> **Assignment**:
Every entry needs to be repeated exactly, with nothing left out.

Records from a collection

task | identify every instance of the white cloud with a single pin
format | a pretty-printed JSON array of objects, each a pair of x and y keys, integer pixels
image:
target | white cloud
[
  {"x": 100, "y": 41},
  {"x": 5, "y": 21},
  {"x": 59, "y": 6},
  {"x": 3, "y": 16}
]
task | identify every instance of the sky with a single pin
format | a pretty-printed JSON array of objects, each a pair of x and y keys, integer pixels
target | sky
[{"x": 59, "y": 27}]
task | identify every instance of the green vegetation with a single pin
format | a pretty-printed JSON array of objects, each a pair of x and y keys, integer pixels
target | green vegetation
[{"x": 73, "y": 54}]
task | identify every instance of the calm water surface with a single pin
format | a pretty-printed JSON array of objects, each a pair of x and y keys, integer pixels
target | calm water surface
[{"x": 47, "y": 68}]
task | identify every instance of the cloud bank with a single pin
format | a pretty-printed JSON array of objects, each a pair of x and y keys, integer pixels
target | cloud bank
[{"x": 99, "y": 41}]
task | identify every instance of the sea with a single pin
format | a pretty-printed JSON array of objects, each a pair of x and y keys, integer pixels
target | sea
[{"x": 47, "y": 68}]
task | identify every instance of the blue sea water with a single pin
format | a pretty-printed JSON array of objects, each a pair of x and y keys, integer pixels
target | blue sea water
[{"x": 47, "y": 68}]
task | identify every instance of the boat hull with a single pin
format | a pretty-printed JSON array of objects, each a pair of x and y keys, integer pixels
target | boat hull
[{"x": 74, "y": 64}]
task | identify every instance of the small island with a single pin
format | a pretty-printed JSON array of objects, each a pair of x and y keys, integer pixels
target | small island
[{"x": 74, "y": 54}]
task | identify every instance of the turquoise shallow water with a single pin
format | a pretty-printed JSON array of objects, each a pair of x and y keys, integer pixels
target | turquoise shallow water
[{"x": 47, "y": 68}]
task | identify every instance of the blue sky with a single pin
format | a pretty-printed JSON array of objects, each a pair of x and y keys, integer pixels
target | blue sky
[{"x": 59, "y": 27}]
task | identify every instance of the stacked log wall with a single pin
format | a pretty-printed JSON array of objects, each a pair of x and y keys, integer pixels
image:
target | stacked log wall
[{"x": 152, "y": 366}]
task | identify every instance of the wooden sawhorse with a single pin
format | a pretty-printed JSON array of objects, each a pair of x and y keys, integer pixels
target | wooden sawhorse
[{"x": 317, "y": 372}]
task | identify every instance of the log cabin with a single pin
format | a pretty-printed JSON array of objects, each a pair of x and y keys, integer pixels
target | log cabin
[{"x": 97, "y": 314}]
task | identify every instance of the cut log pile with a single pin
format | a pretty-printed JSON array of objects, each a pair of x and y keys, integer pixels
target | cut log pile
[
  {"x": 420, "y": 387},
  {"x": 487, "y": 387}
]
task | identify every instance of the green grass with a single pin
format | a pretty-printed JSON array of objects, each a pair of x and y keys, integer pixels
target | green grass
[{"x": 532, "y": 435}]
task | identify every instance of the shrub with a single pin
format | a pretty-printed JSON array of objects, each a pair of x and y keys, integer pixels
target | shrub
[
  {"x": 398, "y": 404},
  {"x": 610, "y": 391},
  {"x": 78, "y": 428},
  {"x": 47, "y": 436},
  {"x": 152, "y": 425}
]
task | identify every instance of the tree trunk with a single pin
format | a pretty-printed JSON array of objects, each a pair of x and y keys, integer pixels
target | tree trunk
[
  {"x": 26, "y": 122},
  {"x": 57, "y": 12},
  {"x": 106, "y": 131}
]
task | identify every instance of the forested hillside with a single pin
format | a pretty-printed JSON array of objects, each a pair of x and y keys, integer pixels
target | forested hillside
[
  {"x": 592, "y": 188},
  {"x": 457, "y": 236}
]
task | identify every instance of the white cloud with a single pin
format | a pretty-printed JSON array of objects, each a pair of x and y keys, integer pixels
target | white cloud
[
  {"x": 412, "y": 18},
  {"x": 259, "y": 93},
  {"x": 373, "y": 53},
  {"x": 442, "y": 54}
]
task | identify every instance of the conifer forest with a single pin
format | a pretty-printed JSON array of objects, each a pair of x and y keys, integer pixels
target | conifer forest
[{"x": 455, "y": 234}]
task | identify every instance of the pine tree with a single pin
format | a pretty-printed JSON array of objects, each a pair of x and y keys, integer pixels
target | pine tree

> **Written solution**:
task | identify every instance of the white cloud with a single pin
format | a pretty-printed JSON array of objects, each a pair of x and y keys, integer pixels
image:
target | white cloud
[
  {"x": 100, "y": 41},
  {"x": 5, "y": 21},
  {"x": 59, "y": 6},
  {"x": 3, "y": 16}
]
task | identify every instance of the sky with a single pin
format | a pretty-printed JSON array of objects, each a pair of x and y keys, integer pixels
target | sky
[{"x": 59, "y": 27}]
task | identify every instance of the green vegetation with a single pin
format | a pretty-printed JSON array of objects, each a pair of x and y keys, integer pixels
target | green vegetation
[{"x": 73, "y": 54}]
task | identify every instance of the calm water surface with a single pin
format | a pretty-printed JSON array of objects, each a pair of x and y keys, integer pixels
target | calm water surface
[{"x": 47, "y": 68}]
task | identify every instance of the cloud bank with a single pin
format | a pretty-printed JSON array of objects, each a pair of x and y keys, integer pixels
target | cloud bank
[{"x": 99, "y": 41}]
task | identify every instance of the sea with a single pin
format | a pretty-printed JSON array of objects, each a pair of x and y keys, integer pixels
target | sea
[{"x": 47, "y": 68}]
task | identify every instance of the blue sea water with a single pin
format | a pretty-printed JSON array of objects, each a pair of x and y keys, integer pixels
target | blue sea water
[{"x": 47, "y": 68}]
task | identify every instance of the boat hull with a single pin
format | a pretty-printed JSON array of objects, each a pair of x and y keys, integer pixels
target | boat hull
[{"x": 74, "y": 64}]
task | identify every instance of the small island with a single pin
format | a pretty-printed JSON array of objects, each a pair of x and y keys, integer pixels
target | small island
[{"x": 74, "y": 54}]
task | identify every instance of the turquoise shallow water with a single pin
format | a pretty-printed JSON array of objects, each a pair of x and y keys, integer pixels
target | turquoise shallow water
[{"x": 47, "y": 68}]
task | identify every instance of the blue sky with a single pin
format | a pretty-printed JSON array of objects, each a pair of x and y keys, integer pixels
target | blue sky
[{"x": 59, "y": 27}]
task | identify every instance of the stacked log wall with a single pin
format | a pretty-printed JSON array of objects, each a pair of x and y keys, integer pixels
image:
target | stacked log wall
[{"x": 152, "y": 366}]
task | identify every instance of the wooden sawhorse with a single pin
format | a pretty-printed JSON array of objects, each a pair of x and y keys, integer pixels
target | wooden sawhorse
[{"x": 317, "y": 372}]
task | identify every instance of the log cabin with a single pin
format | a pretty-printed JSON array of objects, each a pair of x and y keys, integer pixels
target | log cabin
[{"x": 97, "y": 314}]
task | identify every instance of the cut log pile with a single pin
format | a pretty-printed JSON array of objects, each a pair of x and y keys, integer pixels
target | cut log pile
[
  {"x": 420, "y": 387},
  {"x": 487, "y": 387}
]
task | identify every instance of the green grass with a single pin
format | a pretty-printed JSON array of objects, each a pair of x and y keys, integer pixels
target | green grass
[{"x": 532, "y": 435}]
task | identify every instance of the shrub with a single pin
format | a pretty-printed JSON array of objects, each a pair of x and y keys, integer pixels
target | shrub
[
  {"x": 398, "y": 404},
  {"x": 610, "y": 391},
  {"x": 78, "y": 428},
  {"x": 47, "y": 436},
  {"x": 152, "y": 425}
]
task | identify every instance of the tree trunk with a single pin
format | a pretty-printed JSON array of objects, each a pair of x and y keys, integer pixels
target | tree trunk
[
  {"x": 26, "y": 122},
  {"x": 57, "y": 12},
  {"x": 106, "y": 131}
]
task | identify every instance of the forested hillside with a single pin
format | a pretty-printed JSON array of objects, each a pair of x and y keys, integer pixels
target | forested hillside
[
  {"x": 592, "y": 188},
  {"x": 457, "y": 236}
]
task | identify every instance of the white cloud with a single pin
format | a pretty-printed JSON array of objects, each a pair of x and y keys, integer pixels
target | white cloud
[
  {"x": 412, "y": 18},
  {"x": 259, "y": 93},
  {"x": 373, "y": 53},
  {"x": 442, "y": 54}
]
task | identify every instance of the conifer forest with a single pin
format | a pretty-printed JSON array of objects, each a pair of x and y keys, integer pixels
target | conifer forest
[{"x": 455, "y": 234}]
task | identify every instance of the pine tree with a single pin
format | a pretty-printed JSON array of objects, each a pair of x and y keys, integer pixels
target | pine tree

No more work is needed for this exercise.